* [Work required]: Of the lines below, write out exactly those from the line with "GET /detect?query=handbag" through the line with "GET /detect?query=green foliage", both included, and skip the rest.

* [Available records]:
★ ★ ★

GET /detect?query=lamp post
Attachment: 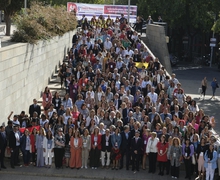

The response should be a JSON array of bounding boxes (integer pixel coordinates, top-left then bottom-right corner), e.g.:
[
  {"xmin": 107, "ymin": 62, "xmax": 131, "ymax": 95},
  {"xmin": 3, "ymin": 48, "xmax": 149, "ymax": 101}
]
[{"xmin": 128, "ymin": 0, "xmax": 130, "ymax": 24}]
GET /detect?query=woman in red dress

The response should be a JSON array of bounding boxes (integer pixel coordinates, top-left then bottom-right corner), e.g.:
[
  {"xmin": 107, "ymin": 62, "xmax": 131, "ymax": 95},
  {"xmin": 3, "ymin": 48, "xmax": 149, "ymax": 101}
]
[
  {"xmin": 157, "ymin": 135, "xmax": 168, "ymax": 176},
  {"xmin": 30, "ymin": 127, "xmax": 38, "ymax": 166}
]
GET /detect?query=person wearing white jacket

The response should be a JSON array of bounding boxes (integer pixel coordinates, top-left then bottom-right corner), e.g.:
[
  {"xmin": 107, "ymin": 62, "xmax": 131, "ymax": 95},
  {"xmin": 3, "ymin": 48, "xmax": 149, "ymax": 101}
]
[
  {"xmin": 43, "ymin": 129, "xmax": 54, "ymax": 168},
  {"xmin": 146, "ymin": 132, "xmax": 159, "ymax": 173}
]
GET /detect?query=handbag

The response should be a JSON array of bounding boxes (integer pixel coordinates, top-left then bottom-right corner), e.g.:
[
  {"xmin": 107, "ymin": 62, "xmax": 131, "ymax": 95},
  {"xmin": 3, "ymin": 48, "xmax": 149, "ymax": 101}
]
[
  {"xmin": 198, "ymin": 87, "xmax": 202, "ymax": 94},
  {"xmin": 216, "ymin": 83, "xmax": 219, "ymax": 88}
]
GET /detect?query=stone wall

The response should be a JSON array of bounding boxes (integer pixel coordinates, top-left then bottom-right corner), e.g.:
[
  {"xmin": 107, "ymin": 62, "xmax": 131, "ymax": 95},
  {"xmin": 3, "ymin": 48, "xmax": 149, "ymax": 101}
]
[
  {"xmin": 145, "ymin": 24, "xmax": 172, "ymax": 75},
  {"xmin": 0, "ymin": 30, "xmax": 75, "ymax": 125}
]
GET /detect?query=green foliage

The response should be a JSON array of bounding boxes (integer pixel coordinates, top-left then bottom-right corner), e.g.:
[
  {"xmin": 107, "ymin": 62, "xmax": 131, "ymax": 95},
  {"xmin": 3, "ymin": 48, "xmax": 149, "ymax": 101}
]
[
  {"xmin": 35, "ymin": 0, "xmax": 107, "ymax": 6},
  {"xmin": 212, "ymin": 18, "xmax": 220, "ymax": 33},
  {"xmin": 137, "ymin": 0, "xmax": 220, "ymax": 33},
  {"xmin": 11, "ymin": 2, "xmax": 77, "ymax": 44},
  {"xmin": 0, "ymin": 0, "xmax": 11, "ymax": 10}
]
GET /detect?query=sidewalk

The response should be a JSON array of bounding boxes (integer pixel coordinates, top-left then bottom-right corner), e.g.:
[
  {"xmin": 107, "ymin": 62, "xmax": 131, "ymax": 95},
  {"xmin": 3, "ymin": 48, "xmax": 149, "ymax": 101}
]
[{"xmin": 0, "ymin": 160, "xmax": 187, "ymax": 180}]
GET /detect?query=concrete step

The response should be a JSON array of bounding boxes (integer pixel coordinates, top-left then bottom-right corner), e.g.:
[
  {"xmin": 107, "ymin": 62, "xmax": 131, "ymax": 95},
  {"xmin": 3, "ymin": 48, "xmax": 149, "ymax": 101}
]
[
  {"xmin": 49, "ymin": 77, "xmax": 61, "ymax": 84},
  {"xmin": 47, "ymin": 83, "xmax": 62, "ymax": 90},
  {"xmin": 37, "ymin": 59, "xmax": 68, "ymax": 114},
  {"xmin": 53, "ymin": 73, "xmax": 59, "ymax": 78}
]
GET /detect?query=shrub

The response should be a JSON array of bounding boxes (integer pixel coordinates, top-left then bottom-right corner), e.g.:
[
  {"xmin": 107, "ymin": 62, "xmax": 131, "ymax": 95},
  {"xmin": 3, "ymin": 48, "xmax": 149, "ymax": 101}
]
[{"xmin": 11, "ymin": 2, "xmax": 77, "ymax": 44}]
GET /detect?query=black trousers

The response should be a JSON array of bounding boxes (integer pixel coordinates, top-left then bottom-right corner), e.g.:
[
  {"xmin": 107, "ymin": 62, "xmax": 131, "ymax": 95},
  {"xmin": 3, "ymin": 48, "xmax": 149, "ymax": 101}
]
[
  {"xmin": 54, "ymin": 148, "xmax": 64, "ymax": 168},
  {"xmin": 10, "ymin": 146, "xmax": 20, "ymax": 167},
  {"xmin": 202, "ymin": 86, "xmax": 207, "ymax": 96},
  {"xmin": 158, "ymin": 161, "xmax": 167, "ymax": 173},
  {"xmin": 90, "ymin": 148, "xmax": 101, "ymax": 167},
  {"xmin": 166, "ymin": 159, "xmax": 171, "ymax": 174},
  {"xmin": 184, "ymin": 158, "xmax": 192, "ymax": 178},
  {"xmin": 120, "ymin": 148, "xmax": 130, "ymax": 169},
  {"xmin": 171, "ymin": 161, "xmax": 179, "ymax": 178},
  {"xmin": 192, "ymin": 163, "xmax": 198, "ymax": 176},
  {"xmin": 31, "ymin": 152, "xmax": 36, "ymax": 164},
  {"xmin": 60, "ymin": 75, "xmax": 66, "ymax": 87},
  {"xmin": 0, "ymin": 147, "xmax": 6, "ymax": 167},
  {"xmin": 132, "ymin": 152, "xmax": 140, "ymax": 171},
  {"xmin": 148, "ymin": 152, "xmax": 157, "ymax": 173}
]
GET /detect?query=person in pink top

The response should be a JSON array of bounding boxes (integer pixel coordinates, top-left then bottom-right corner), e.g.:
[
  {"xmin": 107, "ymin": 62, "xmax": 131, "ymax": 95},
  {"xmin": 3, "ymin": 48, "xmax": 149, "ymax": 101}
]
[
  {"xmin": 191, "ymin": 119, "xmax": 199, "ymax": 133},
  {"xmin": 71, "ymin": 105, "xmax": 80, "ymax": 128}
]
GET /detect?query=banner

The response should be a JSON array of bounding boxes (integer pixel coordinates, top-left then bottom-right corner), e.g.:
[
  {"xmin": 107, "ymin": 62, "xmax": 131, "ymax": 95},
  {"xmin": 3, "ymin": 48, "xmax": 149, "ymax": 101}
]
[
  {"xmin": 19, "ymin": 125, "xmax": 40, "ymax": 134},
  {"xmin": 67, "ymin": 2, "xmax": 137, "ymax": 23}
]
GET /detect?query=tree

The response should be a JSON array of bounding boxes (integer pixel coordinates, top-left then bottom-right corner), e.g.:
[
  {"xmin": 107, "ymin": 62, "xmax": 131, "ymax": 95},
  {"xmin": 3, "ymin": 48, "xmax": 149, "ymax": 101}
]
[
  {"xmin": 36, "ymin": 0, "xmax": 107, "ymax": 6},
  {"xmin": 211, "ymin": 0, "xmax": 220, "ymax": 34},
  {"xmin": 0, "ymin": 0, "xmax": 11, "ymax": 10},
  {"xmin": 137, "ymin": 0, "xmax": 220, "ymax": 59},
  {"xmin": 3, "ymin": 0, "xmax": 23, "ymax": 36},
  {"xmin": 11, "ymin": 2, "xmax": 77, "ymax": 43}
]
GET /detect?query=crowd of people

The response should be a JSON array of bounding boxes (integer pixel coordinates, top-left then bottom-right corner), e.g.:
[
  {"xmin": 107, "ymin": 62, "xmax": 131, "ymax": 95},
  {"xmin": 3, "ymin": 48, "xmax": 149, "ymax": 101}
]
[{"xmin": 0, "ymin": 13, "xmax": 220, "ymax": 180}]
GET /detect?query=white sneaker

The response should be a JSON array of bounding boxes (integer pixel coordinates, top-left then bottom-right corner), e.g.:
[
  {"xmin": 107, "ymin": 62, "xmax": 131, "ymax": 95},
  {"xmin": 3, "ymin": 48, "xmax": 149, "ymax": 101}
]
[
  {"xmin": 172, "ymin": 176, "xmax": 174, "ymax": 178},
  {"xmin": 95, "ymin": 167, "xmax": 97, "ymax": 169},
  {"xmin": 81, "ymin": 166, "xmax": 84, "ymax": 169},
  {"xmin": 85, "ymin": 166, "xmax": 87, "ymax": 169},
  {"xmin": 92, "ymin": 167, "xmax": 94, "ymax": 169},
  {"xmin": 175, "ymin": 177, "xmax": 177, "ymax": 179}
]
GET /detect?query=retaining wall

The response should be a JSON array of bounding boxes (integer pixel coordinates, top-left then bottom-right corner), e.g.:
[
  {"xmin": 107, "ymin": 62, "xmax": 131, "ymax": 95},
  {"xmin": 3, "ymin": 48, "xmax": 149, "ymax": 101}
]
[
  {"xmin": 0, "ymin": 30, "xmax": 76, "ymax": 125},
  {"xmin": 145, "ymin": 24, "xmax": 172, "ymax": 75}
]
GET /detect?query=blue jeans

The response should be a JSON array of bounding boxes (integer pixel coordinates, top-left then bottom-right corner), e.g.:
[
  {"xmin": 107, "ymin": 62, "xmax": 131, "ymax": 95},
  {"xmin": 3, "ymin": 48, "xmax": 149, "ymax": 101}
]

★ ★ ★

* [Finished exercise]:
GET /detect?query=handbag

The response should be a JSON array of bounding boxes (integer pixel coordinates, top-left then bottom-right corner), e.g.:
[
  {"xmin": 107, "ymin": 62, "xmax": 131, "ymax": 95},
  {"xmin": 3, "ymin": 48, "xmax": 149, "ymax": 101}
]
[
  {"xmin": 198, "ymin": 87, "xmax": 202, "ymax": 94},
  {"xmin": 216, "ymin": 83, "xmax": 219, "ymax": 88}
]
GET /detect?query=stone wall

The response should be a JSON array of bounding boxes (integer pixel coordinates, top-left then bottom-right corner), e.g.:
[
  {"xmin": 107, "ymin": 62, "xmax": 131, "ymax": 95},
  {"xmin": 3, "ymin": 48, "xmax": 149, "ymax": 101}
]
[
  {"xmin": 145, "ymin": 24, "xmax": 172, "ymax": 75},
  {"xmin": 0, "ymin": 30, "xmax": 75, "ymax": 125}
]
GET /detect?query=green foliage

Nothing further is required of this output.